TASK =>
In the records below, find the line containing "traffic cone, one point per instance", then copy that line and all lines after it, exactly, omitting every picture.

EXERCISE INPUT =>
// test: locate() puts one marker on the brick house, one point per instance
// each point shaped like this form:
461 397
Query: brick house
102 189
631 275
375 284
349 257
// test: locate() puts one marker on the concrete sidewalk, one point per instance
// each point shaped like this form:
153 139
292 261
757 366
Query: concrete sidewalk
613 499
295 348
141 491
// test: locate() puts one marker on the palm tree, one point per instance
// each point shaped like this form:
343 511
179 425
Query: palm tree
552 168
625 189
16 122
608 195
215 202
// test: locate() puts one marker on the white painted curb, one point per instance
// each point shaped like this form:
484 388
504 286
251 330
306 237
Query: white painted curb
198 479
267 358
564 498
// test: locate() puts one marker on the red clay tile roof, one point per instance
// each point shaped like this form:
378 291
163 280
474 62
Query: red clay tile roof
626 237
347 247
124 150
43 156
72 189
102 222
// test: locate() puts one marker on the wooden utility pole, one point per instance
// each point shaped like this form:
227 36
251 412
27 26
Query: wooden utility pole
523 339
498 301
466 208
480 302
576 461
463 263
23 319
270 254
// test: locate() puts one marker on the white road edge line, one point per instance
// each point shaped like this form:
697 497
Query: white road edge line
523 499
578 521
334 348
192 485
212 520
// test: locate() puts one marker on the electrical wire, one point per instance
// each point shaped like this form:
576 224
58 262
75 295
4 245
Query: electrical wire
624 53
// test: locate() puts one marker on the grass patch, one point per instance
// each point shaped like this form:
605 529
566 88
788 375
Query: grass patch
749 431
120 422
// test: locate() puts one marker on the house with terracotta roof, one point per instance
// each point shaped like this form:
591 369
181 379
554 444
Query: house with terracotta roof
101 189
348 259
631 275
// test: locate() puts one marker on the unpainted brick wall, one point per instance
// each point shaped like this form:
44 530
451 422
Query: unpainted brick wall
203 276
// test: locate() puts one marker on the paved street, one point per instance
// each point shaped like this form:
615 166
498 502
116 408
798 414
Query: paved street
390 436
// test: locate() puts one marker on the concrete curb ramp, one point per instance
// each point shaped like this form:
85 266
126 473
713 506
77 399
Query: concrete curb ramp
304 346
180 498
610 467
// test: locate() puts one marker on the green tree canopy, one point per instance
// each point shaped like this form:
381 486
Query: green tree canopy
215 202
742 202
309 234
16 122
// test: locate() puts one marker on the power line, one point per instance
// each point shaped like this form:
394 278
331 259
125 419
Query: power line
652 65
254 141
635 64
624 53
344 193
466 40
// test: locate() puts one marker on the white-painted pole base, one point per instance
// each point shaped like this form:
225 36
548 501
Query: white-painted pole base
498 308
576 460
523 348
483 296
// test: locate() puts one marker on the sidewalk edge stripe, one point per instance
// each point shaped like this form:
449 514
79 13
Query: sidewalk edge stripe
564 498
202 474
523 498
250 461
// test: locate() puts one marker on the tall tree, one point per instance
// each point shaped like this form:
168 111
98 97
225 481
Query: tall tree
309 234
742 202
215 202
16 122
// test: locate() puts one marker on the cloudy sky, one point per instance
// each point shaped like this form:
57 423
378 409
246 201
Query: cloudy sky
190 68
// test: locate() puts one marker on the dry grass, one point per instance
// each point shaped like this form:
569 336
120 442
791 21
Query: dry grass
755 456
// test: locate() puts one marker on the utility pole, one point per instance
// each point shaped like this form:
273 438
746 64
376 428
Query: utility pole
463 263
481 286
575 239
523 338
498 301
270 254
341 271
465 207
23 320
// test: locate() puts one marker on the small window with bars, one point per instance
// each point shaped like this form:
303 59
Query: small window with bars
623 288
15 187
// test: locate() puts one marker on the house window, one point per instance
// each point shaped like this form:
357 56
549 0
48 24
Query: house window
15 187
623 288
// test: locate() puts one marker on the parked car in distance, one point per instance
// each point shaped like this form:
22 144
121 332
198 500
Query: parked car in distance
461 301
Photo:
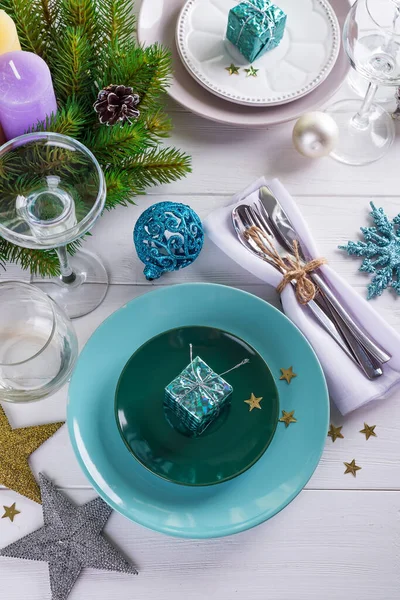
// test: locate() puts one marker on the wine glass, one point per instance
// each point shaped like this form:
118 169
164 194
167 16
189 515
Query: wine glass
38 345
52 190
371 39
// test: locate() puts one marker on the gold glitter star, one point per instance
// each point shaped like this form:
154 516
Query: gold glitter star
288 418
11 512
16 445
335 432
287 374
351 468
232 70
253 402
368 431
251 72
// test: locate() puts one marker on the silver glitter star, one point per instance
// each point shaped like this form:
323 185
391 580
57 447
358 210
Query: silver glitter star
70 540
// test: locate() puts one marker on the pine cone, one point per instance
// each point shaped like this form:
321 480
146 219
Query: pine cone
117 103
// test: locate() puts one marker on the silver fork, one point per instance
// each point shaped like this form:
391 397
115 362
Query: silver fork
279 224
242 220
366 360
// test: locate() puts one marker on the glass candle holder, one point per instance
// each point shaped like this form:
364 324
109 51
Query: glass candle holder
52 190
38 345
371 38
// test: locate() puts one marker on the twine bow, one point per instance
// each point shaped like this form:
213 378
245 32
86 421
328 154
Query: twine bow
261 11
292 267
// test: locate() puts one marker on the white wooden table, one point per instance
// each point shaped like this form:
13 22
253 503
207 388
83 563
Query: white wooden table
339 539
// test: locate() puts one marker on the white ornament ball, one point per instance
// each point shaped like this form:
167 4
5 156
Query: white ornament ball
315 134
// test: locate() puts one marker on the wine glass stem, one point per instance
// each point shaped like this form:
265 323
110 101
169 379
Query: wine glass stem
361 119
67 274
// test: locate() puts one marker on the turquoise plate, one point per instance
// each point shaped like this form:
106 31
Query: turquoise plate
211 511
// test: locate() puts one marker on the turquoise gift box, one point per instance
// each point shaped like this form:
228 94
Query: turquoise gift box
255 27
197 396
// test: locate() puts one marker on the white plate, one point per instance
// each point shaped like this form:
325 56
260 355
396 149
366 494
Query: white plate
158 25
301 62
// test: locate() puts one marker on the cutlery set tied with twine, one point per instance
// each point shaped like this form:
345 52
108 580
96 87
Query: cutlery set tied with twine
264 232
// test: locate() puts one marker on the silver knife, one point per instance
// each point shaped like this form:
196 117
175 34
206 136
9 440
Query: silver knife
281 224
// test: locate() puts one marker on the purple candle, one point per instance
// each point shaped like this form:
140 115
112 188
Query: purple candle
26 92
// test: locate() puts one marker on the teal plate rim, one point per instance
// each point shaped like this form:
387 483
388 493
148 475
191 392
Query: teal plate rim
228 478
255 498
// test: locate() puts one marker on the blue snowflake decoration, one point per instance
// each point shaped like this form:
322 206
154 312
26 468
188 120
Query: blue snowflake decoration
168 236
382 252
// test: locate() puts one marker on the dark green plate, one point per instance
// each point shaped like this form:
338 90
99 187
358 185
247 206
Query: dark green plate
231 444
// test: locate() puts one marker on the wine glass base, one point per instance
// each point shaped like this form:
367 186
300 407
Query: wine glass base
81 296
359 85
361 145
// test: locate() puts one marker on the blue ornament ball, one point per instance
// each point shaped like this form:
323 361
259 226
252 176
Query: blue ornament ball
168 236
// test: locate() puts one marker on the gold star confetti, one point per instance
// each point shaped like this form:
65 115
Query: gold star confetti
368 431
11 512
16 445
253 402
287 374
251 72
232 70
335 432
288 418
351 468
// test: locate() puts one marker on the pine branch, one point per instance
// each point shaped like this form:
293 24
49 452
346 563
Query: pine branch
117 22
88 45
146 70
68 121
74 56
27 17
114 144
157 166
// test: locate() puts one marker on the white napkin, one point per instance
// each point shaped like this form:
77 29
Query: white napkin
348 386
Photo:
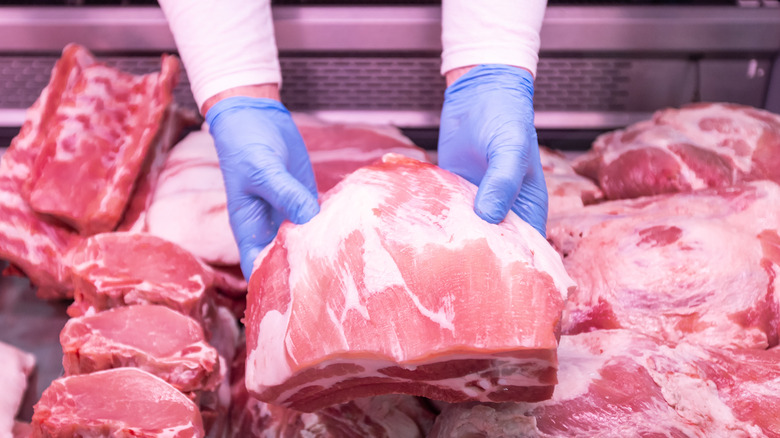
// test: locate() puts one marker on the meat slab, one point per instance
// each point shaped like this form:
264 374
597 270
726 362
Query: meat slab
617 383
190 196
118 269
153 338
96 136
120 402
566 189
16 366
698 266
338 149
388 416
76 117
406 291
694 147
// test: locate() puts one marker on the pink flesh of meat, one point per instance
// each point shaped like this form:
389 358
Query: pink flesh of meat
159 272
391 299
694 147
389 416
153 338
190 196
615 383
15 367
698 266
336 150
565 188
91 143
120 402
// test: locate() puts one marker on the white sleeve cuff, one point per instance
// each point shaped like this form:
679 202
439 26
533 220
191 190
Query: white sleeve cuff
224 43
491 32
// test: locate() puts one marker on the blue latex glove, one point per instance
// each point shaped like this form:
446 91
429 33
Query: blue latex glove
487 136
268 176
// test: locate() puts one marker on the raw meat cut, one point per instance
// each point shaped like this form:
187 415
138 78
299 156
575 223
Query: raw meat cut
190 198
118 402
153 338
616 383
175 121
101 125
406 291
119 269
191 193
21 430
30 242
338 149
16 366
697 146
388 416
215 405
566 189
699 266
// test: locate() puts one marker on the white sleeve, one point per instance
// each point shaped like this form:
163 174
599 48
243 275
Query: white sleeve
491 32
224 43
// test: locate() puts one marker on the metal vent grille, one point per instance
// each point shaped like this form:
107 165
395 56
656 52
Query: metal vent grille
362 83
583 85
23 77
405 83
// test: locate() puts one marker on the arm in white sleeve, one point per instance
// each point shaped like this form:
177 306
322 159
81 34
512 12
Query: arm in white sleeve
224 43
491 32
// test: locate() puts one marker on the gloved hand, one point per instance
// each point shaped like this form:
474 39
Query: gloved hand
487 136
268 176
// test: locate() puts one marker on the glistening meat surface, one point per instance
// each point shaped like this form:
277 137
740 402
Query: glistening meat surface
15 368
386 416
405 291
566 189
698 266
617 383
190 196
158 272
697 146
121 402
101 126
152 338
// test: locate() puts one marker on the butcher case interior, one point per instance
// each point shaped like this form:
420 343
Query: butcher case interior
603 64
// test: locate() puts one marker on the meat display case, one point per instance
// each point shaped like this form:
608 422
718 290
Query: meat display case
604 64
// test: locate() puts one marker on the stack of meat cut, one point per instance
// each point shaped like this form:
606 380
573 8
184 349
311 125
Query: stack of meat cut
673 328
147 322
657 316
17 370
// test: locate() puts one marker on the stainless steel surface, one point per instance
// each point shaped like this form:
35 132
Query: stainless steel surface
404 28
742 81
600 66
773 90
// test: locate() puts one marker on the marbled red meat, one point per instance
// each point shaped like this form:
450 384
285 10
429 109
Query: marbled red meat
387 416
405 291
616 383
565 188
694 147
119 269
152 338
34 243
16 367
101 125
698 266
121 402
338 149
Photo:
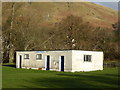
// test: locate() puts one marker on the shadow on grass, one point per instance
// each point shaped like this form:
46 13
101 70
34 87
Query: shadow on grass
10 66
73 81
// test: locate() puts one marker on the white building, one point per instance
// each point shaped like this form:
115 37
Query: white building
60 60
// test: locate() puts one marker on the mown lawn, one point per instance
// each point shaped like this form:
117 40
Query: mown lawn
24 78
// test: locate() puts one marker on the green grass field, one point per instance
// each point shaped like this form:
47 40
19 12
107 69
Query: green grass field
24 78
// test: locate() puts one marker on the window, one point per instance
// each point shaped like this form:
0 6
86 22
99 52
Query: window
26 56
39 56
87 58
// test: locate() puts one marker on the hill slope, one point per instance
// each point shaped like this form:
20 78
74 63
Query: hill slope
49 13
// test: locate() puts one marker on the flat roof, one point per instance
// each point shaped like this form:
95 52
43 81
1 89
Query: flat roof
57 50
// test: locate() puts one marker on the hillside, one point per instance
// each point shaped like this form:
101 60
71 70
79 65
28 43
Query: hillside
53 26
47 14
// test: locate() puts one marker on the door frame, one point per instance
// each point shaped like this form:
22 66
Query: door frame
61 63
46 62
20 61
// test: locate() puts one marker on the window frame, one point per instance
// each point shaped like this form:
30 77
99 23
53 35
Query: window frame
25 56
39 58
87 58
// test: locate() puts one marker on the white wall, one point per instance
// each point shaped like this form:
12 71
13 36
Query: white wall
73 60
54 59
78 63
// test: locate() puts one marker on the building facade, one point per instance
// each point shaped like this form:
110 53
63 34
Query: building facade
60 60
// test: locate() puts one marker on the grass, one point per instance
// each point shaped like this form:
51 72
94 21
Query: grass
23 78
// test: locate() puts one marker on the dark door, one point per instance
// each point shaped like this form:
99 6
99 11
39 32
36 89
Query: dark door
62 63
48 63
20 61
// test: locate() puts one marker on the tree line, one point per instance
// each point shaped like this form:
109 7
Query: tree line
21 33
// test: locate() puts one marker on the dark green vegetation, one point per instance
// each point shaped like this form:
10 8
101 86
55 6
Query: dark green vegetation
23 78
56 26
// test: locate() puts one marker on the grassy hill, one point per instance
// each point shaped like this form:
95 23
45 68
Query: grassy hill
47 14
51 26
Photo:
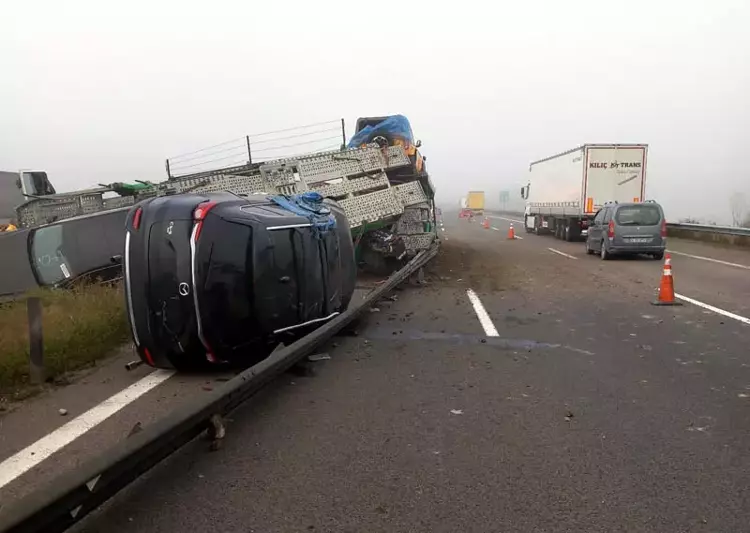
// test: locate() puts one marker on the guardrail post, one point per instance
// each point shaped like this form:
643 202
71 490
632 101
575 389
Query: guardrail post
36 340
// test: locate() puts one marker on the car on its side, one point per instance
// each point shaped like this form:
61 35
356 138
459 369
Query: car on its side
73 251
628 229
222 278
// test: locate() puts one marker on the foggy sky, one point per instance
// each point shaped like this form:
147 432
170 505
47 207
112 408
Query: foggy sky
94 94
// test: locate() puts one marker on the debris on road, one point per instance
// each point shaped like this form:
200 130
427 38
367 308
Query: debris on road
137 428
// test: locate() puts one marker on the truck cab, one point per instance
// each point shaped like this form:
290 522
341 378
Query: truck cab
394 130
17 188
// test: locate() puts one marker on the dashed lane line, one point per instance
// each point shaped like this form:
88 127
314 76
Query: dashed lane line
34 454
739 318
482 315
561 253
727 263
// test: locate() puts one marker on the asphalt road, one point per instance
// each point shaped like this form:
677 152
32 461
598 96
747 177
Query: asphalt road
584 409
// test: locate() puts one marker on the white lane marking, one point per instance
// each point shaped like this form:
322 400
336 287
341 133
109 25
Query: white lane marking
736 265
34 454
484 318
561 253
710 308
503 218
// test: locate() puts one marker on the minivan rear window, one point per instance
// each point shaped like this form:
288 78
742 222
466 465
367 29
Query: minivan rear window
638 215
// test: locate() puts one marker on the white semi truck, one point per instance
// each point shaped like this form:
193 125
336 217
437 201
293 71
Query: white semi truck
565 191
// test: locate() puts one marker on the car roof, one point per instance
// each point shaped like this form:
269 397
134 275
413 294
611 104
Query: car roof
631 204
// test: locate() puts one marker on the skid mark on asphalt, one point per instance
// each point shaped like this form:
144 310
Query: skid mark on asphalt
727 263
34 454
503 218
484 318
463 339
515 236
717 310
561 253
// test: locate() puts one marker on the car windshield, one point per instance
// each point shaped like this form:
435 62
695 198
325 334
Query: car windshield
47 252
638 215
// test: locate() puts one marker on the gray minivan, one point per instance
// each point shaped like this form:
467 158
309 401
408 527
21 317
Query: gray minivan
628 228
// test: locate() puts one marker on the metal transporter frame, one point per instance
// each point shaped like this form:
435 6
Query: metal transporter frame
357 178
70 497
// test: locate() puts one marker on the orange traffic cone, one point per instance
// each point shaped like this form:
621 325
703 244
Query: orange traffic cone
666 288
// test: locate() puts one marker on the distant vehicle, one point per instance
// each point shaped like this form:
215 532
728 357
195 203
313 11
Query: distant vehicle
17 188
216 277
628 228
63 253
476 202
566 190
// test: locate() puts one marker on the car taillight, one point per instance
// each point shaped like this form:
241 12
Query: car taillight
137 218
149 359
199 215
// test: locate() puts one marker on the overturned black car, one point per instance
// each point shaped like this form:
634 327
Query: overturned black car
221 278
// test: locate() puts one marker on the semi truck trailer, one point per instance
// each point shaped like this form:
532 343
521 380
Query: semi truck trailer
565 190
476 202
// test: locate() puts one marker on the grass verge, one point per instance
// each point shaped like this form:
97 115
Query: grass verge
80 326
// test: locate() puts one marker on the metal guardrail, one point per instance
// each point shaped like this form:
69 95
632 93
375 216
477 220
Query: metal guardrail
709 228
70 497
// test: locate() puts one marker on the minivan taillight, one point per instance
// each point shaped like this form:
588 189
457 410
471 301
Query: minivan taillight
137 218
199 215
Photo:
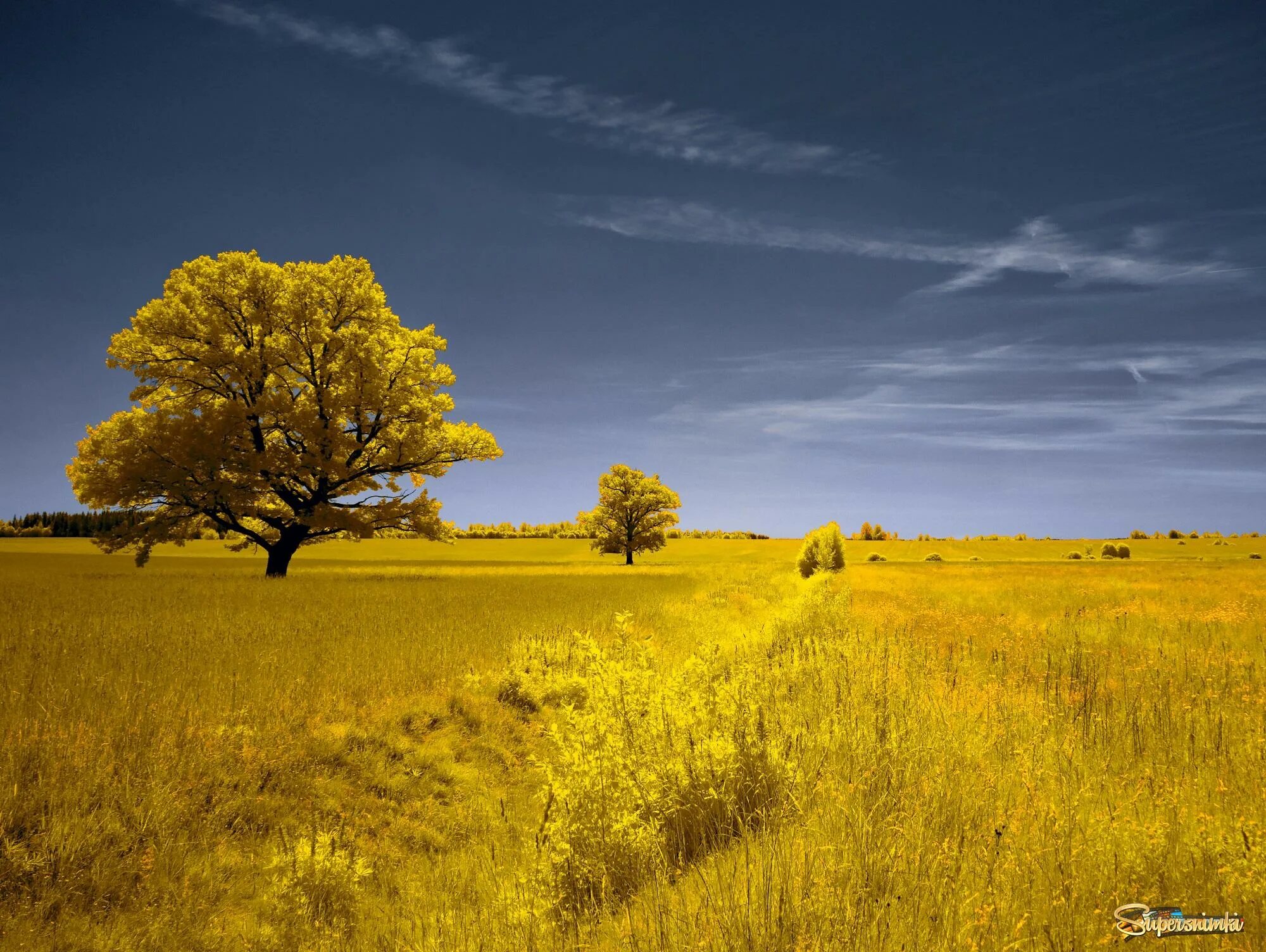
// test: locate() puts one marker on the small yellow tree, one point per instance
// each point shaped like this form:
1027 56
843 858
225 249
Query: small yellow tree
824 551
634 513
282 403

FINAL RESULT =>
// test: locate() puts one marker on the orange traffic cone, one point per instance
// each point shaped like this form:
621 325
703 244
Query: orange traffic cone
666 288
// test: locate() puts one marker on the distant vehicle, one point per instance
// each point shaped like this form:
215 532
728 357
195 203
313 11
Query: distant vehicle
17 188
216 277
628 228
63 253
476 202
566 190
// test: locate() puts one marker on the car taillight, one point per instance
// each point shaped like this form:
241 12
Query: car taillight
137 218
149 359
199 215
// test: locate() puts one marker on the overturned black car, one point per instance
// each point shaped like this form:
634 327
Query: overturned black car
221 278
// test: locate() puts one marker on the semi truck trailer, one point per instance
// each point shaped like this form:
532 343
521 380
Query: semi truck trailer
565 190
476 202
// test: locate() puts one marker on the grass verge, one point per instance
// each point shaped like this form:
97 115
Query: grass verge
80 326
// test: locate() puts one marker on the metal guardrail, one point per instance
// each point shaped like this form:
69 95
632 93
375 216
477 220
Query: metal guardrail
709 228
70 497
// test: locate() puts one marker on the minivan taillight, one point per instance
// each point shaped like this form:
588 189
457 410
471 301
Query: minivan taillight
137 218
199 215
Photo:
// test: locate() puts one marker on the small yellow tree, one point per instance
// each point shaped like this form:
1027 56
843 858
225 249
Query: small yellow tree
824 551
634 513
282 403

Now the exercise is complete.